_文書本文_
********
サッカー選手引退しました。

今シーズンをもって、サッカー選手を引退することにしました。

いやぁ〜、素晴らしいサッカー人生でした!!

今まで自分を応援し支えてくださった方、心からありがとうございました!!

「史上初のハーバード卒Jリーガーになる」という目標は残念ながら達成できませんでした。

本当は引退表明のときに、引退セレモニーが開かれるようなBigな選手になることが夢でしたが、それは叶いませんでした。

引退するにあたり、ここまで応援してくださった方に、自分が今までどんなサッカー人生を送り、なぜここで引退を決意し、そして今後何を目標に生きて行くかを直接伝えたかったので、拙い文章ですが、こうやって書かせていただいております。

幼少・小学時代

さて、自分のサッカー人生の原点まで遡ると、幼少時、寒い富山の地に住んでいた頃がスタート地点になります。

長男であった自分を父はよく外へ連れ出し、雪の積もった公園で砂の代わりに雪で小山を作り、その上にボールをセットし、ラグビーのように高く蹴り上げて遊んでいたのを、楽しかったからか、面白かったからか、今でも鮮明に覚えています。
********
_提供資料_

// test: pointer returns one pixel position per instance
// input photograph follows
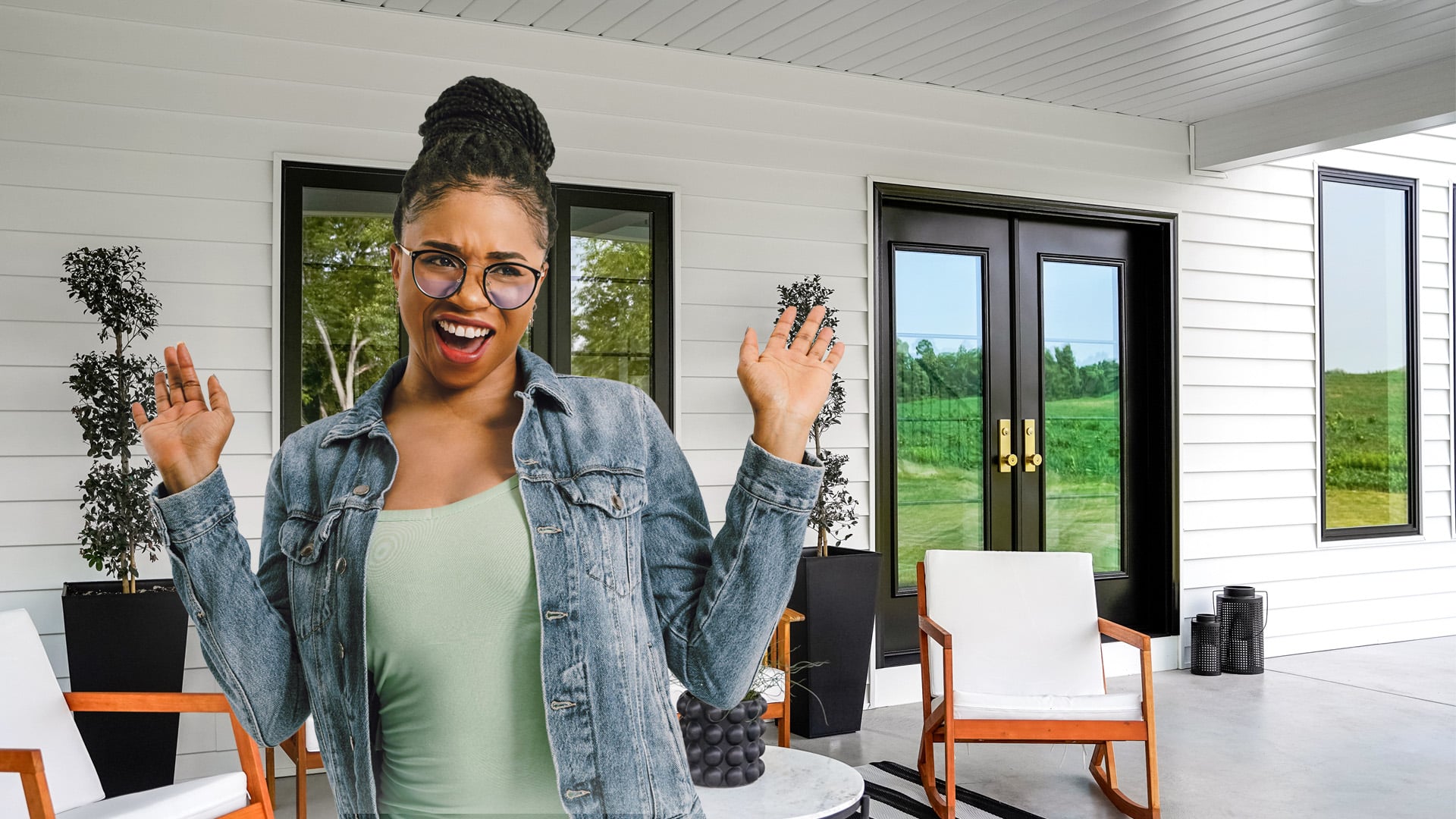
********
_記述課題_
サッカー選手の引退を伝える文章を、最後の一文に続けて書き継いでください。

_課題の結果_
小学校に上がるタイミングで名古屋に引っ越し、小学2年生のとき初めてサッカーのクラブチームに入りました。

初めて入ったチームは「ユアササッカークラブ」という、黄色と青の縦シマのユニフォームが有名な全国に展開しているキッズサッカースクールでした。

初めてのチームは、ユアササッカークラブ。ただ楽しく友達とサッカーに明け暮れていました。

3年生の頃になると、名古屋市にいくつかあったユアサチームから上手い選手を寄せ集めて、選抜チームを作る、という話になりました。

このときから「上手くなりたい、一番になりたい」と向上心を持つようになり、サッカーも楽しくなりました。

そうやってできたチームが「みずほFC」です。

みずほFCに入ってすぐ、小学生の同級生でユアサでも一緒だった竹野ゆうき君という人が、地元の強豪クラブで全国3位にもなった「愛知FC」に引き抜かれて行きました。

自分と学校もチームも同じで、サッカーの能力も同じだと思っていたのに、自分が選ばれず彼が選ばれたことが当時の自分には納得できず、悔しかったことを覚えています。

ただ、残されたみずほFCで加藤コーチはチームの最後尾から指揮をとるセンターバックというポジションと、キャプテンという役割を与えてくださいました。

責任を与えられたことにより、人一倍努力し、自分がチームを引っ張るという気持ちで試合に臨むことができるようになりました。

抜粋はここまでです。